- [Consigne 1]
Combien de nationalités sont représentées à The École d'après le texte ci-dessous sur l'apprentissage de la pensée à l'école ?
- [Consigne 2]
Traduisez en anglais la phrase suivante, tirée du texte ci-dessous sur l'apprentissage de la pensée à l'école : « Cela s’apprend, et comme pour tout ce qui s’apprend, mieux vaut commencer dès le plus jeune âge. »

- [Source]
J’ai été très heureux dans mon école où tout le monde faisait comme tout le monde mais, il faut bien le dire, ce n’était pas le terrain idéal pour penser. On avait du mal à ouvrir nos yeux et nos oreilles sur l’extérieur – nous étions protégés, c’est vrai, mais surtout un peu ignorants, confortés par notre conformisme. Nous tenions le monde à distance bien respectable – effrayés peut-être de ce qui nous y pourrions y trouver. Ce n’est que bien plus tard – trop tard ! –  que j’ai commencé à essayer de penser, grâce aux films, aux livres, à la culture en général et bien sûr aux professeurs qui m’ont inspiré.

C’est encore plus tard que je me suis rendu compte que je pouvais aussi agir et faire de l’école un lieu où les élèves peuvent penser. Quand je dis cela, il ne s’agit pas bien sûr pas de créer un cours spécial pendant lequel on prend un air sérieux et dubitatif et où l’on prend pendant une heure la pause de la sculpture de Rodin. Par pouvoir penser j’entends donner aux enfants la possibilité d’envisager le plus grand nombre de vies possibles, pour que celles-ci soient pensables même si elles semblent différentes. Il faut pour cela que les enfants côtoient des gens qui viennent de tous les horizons, qu’ils lisent des livres dont les personnages ne leur ressemblent pas, qu’ils apprennent tous les jours des choses qu’ils ne connaissent pas ou encore qu’ils partagent au quotidien leur altérité et ce qui les rend uniques.

The École en ce sens est un lieu remarquable et propice à penser. Avec 49 nationalités représentées, une multitude de langues parlées, des familles venant du monde entier et avec des professeurs aux parcours variés, les élèves sont dans les meilleures conditions pour envisager des vies riches, excitantes, pleines de possibilités. Ils sont aussi dans les conditions idéales pour développer les valeurs de tolérance, d’empathie et de respect. A The École nous travaillons chaque jour à ce que les élèves s’émerveillent, à ce qu’ils écarquillent grand les yeux,  à ce qu’ils profitent de chaque minute – y compris sur le temps de la pause déjeuner où les activités se multiplient. Les professeurs continuent à inspirer et ouvrir la voie aux élèves pour qu’ils puissent faire les choix qui les rendront les plus heureux.

Ça peut paraître complètement banal et pourtant tout le monde n’a pas la chance de pouvoir penser. Cela s’apprend, et comme pour tout ce qui s’apprend, mieux vaut commencer dès le plus jeune âge.

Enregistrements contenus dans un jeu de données
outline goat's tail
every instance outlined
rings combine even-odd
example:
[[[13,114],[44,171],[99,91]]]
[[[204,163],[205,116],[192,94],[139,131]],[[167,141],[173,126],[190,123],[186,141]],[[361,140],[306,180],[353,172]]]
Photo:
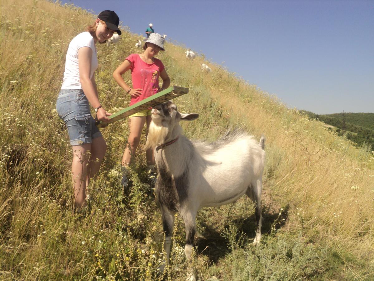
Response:
[[[261,135],[261,138],[260,140],[260,146],[261,146],[263,150],[265,150],[265,141],[266,139],[263,134]]]

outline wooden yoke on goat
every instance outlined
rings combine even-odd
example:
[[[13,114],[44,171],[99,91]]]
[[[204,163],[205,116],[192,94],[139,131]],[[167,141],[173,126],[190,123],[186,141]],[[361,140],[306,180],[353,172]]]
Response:
[[[154,106],[151,112],[144,149],[154,149],[159,173],[156,194],[162,213],[167,262],[176,212],[184,222],[184,251],[189,260],[197,211],[234,202],[245,194],[256,203],[257,228],[253,243],[258,244],[265,138],[261,137],[259,143],[254,137],[236,130],[211,143],[191,141],[183,135],[179,121],[194,120],[198,114],[181,114],[170,101]]]

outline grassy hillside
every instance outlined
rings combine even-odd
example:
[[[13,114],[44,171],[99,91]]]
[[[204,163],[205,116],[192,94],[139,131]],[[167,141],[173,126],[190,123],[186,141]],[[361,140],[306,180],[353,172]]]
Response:
[[[3,0],[0,7],[0,279],[161,280],[162,226],[147,195],[143,152],[132,189],[119,184],[126,121],[102,130],[108,149],[89,188],[91,211],[72,213],[71,148],[55,108],[68,45],[93,15],[41,0]],[[140,51],[134,46],[140,37],[124,32],[119,44],[97,46],[95,79],[100,101],[112,112],[129,100],[112,73]],[[188,61],[183,48],[169,42],[165,48],[159,58],[172,84],[190,89],[175,102],[200,115],[183,124],[186,135],[213,141],[232,126],[267,138],[262,243],[251,245],[255,222],[248,199],[202,210],[198,279],[374,278],[374,154],[220,66],[208,62],[212,72],[202,73],[202,57]],[[179,216],[175,224],[165,277],[171,280],[184,280],[187,266]]]
[[[311,118],[331,125],[338,135],[355,143],[374,149],[374,113],[335,113],[316,114],[305,112]]]
[[[344,112],[324,114],[320,116],[334,117],[342,121],[344,120],[349,124],[374,130],[374,113]]]

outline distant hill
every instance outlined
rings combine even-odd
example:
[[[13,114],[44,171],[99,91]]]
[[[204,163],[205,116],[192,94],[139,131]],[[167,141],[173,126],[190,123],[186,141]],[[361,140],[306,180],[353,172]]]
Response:
[[[344,114],[344,115],[343,115]],[[320,118],[334,117],[340,120],[345,119],[346,123],[374,130],[374,113],[334,113],[320,115]]]
[[[316,114],[303,111],[310,118],[337,127],[340,135],[346,135],[347,138],[359,146],[367,143],[374,149],[374,113],[342,112],[331,114]]]

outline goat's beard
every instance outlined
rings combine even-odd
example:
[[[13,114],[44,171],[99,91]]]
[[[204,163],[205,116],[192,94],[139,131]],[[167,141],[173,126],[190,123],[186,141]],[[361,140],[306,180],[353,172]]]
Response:
[[[165,142],[168,133],[168,127],[164,127],[162,125],[159,126],[156,125],[152,121],[149,125],[148,135],[144,149],[154,148],[156,146],[161,145]]]

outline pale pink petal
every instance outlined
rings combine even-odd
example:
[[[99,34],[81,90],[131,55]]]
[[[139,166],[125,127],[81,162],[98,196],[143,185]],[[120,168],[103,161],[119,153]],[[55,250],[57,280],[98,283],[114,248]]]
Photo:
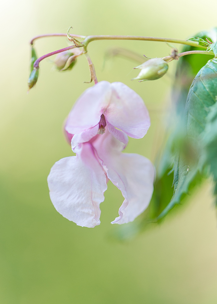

- [Résultat 1]
49 nationalités.

- [Résultat 2]
It can be learned, and as with everything that can be learned, it is best to start at the youngest possible age.